> Prompt 1
According to the passage on intermittent fasting, what share of energy needs is eaten on fast days under Alternate Day Fasting?
> Prompt 2
Resume the passage on intermittent fasting from the point where it stops.

> Text passage
The Intermittent Fasting is another diet method that has caught on attention in recent years.

“I can eat whatever I want during my ‘feed’ Period but still lose weight, right? I ‘ll just sleep till noon and wake up during my ’feed’ period. Is that how it works?”




There are some Variations of IF:

1) Time-Restricted Feeding (TRF)

  • 8/6/4 hours feeding
  • 16/18/20 hours fasting


2) Alternate Day Fasting (ADF)

  • 25% energy needs on fast days
  • 125% energy needs on alternating “feast days”

> Supplied data
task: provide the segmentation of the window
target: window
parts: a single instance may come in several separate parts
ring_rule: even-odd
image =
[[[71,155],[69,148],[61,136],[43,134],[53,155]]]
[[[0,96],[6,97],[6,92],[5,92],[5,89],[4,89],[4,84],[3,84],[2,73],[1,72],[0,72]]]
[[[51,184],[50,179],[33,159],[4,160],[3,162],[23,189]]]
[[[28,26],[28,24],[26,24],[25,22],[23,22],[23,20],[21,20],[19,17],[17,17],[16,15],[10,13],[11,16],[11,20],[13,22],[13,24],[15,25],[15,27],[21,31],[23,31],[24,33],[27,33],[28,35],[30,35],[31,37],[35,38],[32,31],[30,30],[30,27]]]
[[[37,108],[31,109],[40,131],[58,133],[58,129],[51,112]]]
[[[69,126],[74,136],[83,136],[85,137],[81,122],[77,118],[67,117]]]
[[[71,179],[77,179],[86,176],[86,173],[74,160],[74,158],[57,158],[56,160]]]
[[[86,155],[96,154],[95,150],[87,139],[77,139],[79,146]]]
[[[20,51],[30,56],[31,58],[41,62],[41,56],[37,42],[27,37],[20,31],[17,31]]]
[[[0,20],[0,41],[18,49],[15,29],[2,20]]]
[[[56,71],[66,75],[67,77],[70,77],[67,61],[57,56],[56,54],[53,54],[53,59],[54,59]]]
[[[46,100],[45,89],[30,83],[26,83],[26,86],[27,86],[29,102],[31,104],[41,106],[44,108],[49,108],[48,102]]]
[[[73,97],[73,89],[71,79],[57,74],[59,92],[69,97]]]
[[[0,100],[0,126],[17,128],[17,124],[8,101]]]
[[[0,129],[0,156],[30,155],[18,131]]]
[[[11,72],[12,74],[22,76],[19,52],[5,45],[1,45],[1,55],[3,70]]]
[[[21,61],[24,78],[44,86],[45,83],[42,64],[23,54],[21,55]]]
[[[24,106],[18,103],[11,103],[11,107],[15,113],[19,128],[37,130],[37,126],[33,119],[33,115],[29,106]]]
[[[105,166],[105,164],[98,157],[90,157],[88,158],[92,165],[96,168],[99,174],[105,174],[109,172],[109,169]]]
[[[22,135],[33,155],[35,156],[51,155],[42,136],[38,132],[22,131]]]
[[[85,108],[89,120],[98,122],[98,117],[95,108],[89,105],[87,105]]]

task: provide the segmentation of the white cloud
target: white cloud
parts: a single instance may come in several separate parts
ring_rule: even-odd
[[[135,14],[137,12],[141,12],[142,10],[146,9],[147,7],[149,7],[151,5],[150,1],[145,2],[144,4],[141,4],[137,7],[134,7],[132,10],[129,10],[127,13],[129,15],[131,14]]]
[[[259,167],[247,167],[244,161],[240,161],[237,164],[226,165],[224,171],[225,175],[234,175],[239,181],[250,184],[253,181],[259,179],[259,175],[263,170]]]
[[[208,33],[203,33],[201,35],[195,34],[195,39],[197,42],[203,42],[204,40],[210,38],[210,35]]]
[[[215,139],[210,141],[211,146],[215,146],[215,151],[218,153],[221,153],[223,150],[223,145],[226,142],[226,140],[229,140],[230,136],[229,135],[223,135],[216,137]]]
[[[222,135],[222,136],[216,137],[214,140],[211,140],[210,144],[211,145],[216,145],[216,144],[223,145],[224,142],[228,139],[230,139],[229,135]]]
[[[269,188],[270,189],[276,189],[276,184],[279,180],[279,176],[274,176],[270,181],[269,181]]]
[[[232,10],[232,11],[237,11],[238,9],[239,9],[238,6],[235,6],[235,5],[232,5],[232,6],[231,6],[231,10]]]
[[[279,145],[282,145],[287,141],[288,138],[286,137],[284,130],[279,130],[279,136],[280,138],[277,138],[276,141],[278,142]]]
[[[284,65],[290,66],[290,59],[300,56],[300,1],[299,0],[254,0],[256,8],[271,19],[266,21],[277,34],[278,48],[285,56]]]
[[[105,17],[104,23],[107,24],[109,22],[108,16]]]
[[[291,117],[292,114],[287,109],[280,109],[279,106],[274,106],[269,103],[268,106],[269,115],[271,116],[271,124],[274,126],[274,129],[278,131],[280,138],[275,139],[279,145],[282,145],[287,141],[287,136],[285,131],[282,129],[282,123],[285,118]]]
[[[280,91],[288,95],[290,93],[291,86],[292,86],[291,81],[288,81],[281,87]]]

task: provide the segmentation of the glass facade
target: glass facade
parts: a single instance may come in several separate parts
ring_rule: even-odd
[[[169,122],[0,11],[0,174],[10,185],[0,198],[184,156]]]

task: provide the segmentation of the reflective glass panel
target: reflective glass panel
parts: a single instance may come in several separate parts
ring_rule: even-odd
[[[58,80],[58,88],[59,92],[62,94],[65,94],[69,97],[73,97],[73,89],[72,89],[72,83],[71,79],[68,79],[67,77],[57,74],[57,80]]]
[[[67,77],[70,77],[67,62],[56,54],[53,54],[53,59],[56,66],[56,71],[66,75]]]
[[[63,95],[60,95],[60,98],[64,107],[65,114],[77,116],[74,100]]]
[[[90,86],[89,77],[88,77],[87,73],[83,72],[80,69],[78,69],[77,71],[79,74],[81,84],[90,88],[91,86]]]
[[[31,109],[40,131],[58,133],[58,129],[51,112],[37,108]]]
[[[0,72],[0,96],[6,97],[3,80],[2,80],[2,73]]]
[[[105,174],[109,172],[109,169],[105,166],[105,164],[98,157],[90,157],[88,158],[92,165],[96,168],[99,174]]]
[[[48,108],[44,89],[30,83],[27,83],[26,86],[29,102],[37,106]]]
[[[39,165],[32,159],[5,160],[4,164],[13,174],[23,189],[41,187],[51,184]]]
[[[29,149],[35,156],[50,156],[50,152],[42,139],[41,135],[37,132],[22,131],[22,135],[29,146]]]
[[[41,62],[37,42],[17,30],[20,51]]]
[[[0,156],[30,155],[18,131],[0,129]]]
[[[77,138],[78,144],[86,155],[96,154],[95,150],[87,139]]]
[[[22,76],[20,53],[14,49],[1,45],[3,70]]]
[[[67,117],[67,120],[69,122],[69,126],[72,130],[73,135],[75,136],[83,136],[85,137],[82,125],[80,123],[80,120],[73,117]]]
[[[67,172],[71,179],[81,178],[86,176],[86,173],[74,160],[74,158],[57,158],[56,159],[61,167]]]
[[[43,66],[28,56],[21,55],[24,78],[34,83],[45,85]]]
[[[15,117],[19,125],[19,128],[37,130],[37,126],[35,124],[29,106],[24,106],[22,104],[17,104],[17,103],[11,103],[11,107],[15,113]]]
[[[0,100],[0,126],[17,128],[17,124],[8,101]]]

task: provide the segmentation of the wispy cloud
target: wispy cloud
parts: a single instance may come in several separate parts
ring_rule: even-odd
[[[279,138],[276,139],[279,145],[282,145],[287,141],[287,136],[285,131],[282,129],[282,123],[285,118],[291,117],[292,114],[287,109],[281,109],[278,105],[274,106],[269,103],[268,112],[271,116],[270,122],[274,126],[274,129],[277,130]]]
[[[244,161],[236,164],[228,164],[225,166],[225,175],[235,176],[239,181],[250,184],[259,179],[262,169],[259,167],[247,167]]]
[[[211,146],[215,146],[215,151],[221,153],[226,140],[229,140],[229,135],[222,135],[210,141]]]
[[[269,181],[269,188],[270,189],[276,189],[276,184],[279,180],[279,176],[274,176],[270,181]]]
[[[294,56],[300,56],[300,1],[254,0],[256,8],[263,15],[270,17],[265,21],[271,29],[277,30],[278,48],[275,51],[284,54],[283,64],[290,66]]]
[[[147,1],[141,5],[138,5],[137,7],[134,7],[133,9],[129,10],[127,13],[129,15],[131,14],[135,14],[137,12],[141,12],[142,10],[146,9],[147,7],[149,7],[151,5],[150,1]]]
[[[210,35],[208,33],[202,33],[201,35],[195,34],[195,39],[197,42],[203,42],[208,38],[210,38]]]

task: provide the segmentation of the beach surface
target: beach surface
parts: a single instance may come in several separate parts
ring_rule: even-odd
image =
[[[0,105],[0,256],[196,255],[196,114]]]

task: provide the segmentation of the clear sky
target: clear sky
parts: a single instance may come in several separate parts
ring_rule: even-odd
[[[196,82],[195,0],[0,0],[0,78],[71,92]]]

> Exercise output 1
25% of energy needs.

> Exercise output 2
3) 5:2 Diet

  • Fast (400-600kcal/day) on wo consecutive or non-consecutive days a week


4) Warrior Diet

  • Fast during the day and have one large meal at night


5) Eat Stop Eat

  •  Fast for 24 hours 1-2 days a week




Research on Alternate Day Fasting (ADF) vs daily energy restriction

RCT by Trepanowski et al. (2017) reported at 6 and 12 months that here is not significant difference between groups for blood pressure and heart rate, triglycerides, fasting glucose, fasting insulin & insulin resistance and C-reactive protein. Dropouts are greater in ADF group. The systematic review and meta-analysis of ADF trials concluded that ADF achieves weight loss but there was no evidence that it provided superior management in comparison to continuous energy restriction.


Research on 5:2 Diet vs daily energy restriction

Systemic review and meta analysis of RCTs found that similar weight loss and weight maintenance. There are the improvements with no difference between groups which are waits circumference, body fat mass, glucose & HbA1c, lipid profile and blood pressure. The dropout rate is similar and the feelings of hunger may be more pronounced during IF. This research concluded that both intermittent and continuous energy restriction achieved a comparable effect in promoting weight-loss and metabolic improvements.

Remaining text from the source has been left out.